* **WRITTEN PROBLEM 1**: In the article on the Lebanese protests, on what date did the demonstrations begin?
* **WRITTEN PROBLEM 2**: Reproduce the part of the article on the Lebanese protests that opens with the words containing "The Lebanese protest" and closes with "to prove this.".

* **DOCUMENT TEXT**:
------------------------------------------------------------

By Robert Inlakesh
Robert Inlakesh is a journalist, writer and political analyst, who has lived in and reported from the occupied Palestinian West Bank. He has written for publications such as Mint Press, Mondoweiss, MEMO and various other outlets. He specializes in analysis of the Middle-East, in particular Palestine-Israel. He also works for Press TV as a European correspondent.
The Lebanese protest movement, aimed at forcing in government reforms and the ending of a corrupt rule in the country, is in its second month. Now after the murder of one protester and clashing of rival sectarian groups, the fears of a nation have been stoked and Lebanon could be on a slippery slope heading towards civil war.
The majority of the people who first rose to the streets in Lebanon were genuinely there to change the socio-economic conditions under which they suffer and this is still true of many demonstrators. However, now it has become very clear that corrupt Lebanese officials as well as foreign powers are influencing the events in Lebanon and there are more than just allegations to prove this.
The demonstrations which are ongoing in Lebanon, started on the 17th of October due to austerity, government corruption and unfair taxes. One of the issues concerning many of the demonstrators was the unrepresentative sectarian political system, currently plaguing the country. This sectarian fixed order structuring Lebanon’s political system, forces the country to always take a Christian President, a Sunni Muslim Prime Minister and a Shia Muslim speaker of Parliament. This type of political system is called confessionalism and was introduced to Lebanon by the French, it is also the system of government now installed in Iraq following the toppling of Sadaam Hussein by the US Bush Jr. Administration.
For the first time, in such numbers, Lebanon’s demonstrations began as a non-sectarian protest movement. It was the Lebanese people against the government. At least this was the idea of many in the streets anyway. But unfortunately such a revolt, which had no leadership or specific politically planned solution to offer, was taken advantage of by the usual characters such as Samir Geagea, Walid Jumblatt and Nabih Berri inside of the country.
Samir Geagea is one of the most prominent Maronite Christian leaders in Lebanon, he is an ex-warlord and the current head of the Lebanese Forces, he is also closely affiliated with the Christian Phalangist movement. The Phalange or Kataeb Party - along with Israel - was responsible for the September 1982 massacre of thousands of Palestinian refugees in Sabra and Shatila. It is well known that Geagea communicated with the Israelis in the past and is widely renowned as a corrupt official.

------------------------------------------------------------

* **RECORDS SHOWN**:
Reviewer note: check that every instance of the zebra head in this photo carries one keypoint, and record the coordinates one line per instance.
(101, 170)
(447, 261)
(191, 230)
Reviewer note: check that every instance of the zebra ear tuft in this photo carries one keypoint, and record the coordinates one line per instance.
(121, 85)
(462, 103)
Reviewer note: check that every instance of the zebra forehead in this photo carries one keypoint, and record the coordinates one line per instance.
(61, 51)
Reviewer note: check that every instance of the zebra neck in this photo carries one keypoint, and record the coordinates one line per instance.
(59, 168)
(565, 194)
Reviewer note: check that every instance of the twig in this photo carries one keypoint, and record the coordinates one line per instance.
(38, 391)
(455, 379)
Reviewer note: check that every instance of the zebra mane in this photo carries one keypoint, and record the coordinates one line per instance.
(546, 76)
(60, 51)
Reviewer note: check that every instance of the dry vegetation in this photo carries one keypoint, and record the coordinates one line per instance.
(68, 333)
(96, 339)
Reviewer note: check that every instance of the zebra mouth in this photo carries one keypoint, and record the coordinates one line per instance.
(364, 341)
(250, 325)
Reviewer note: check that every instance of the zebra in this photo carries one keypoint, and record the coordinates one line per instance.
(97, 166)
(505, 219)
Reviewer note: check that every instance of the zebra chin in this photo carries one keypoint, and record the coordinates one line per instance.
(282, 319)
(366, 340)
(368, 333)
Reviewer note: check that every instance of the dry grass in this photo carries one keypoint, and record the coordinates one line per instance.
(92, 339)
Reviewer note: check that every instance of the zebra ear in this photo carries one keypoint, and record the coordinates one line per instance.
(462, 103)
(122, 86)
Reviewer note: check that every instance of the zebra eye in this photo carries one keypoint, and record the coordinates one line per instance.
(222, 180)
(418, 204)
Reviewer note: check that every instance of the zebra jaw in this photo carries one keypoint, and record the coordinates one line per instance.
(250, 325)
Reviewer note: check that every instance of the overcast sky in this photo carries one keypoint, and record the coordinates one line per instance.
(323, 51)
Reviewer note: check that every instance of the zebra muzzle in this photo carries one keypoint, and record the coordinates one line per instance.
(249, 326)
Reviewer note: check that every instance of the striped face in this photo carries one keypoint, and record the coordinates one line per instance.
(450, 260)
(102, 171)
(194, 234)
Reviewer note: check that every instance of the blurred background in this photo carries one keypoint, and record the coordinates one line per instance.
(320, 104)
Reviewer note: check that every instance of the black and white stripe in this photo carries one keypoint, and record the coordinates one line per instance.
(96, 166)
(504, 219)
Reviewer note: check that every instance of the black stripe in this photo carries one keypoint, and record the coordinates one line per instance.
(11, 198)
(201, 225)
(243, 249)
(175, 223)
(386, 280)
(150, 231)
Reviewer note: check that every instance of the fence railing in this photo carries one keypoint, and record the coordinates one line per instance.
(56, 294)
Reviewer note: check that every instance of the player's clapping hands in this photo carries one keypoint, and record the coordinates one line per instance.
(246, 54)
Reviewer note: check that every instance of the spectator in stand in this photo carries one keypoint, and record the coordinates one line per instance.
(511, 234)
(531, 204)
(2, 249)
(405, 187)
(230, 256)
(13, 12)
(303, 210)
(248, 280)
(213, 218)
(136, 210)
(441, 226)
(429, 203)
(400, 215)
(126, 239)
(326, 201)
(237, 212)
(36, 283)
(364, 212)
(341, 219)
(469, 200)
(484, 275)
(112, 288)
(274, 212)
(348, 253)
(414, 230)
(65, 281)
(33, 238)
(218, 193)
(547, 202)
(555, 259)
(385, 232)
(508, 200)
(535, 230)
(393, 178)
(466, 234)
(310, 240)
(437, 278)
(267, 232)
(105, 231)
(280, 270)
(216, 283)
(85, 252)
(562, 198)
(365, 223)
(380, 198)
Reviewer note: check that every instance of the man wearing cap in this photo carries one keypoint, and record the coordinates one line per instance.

------------------------------------------------------------

* **WORKED SOLUTION 1**: The 17th of October.

* **WORKED SOLUTION 2**:
The Lebanese protest movement, aimed at forcing in government reforms and the ending of a corrupt rule in the country, is in its second month. Now after the murder of one protester and clashing of rival sectarian groups, the fears of a nation have been stoked and Lebanon could be on a slippery slope heading towards civil war.
The majority of the people who first rose to the streets in Lebanon were genuinely there to change the socio-economic conditions under which they suffer and this is still true of many demonstrators. However, now it has become very clear that corrupt Lebanese officials as well as foreign powers are influencing the events in Lebanon and there are more than just allegations to prove this.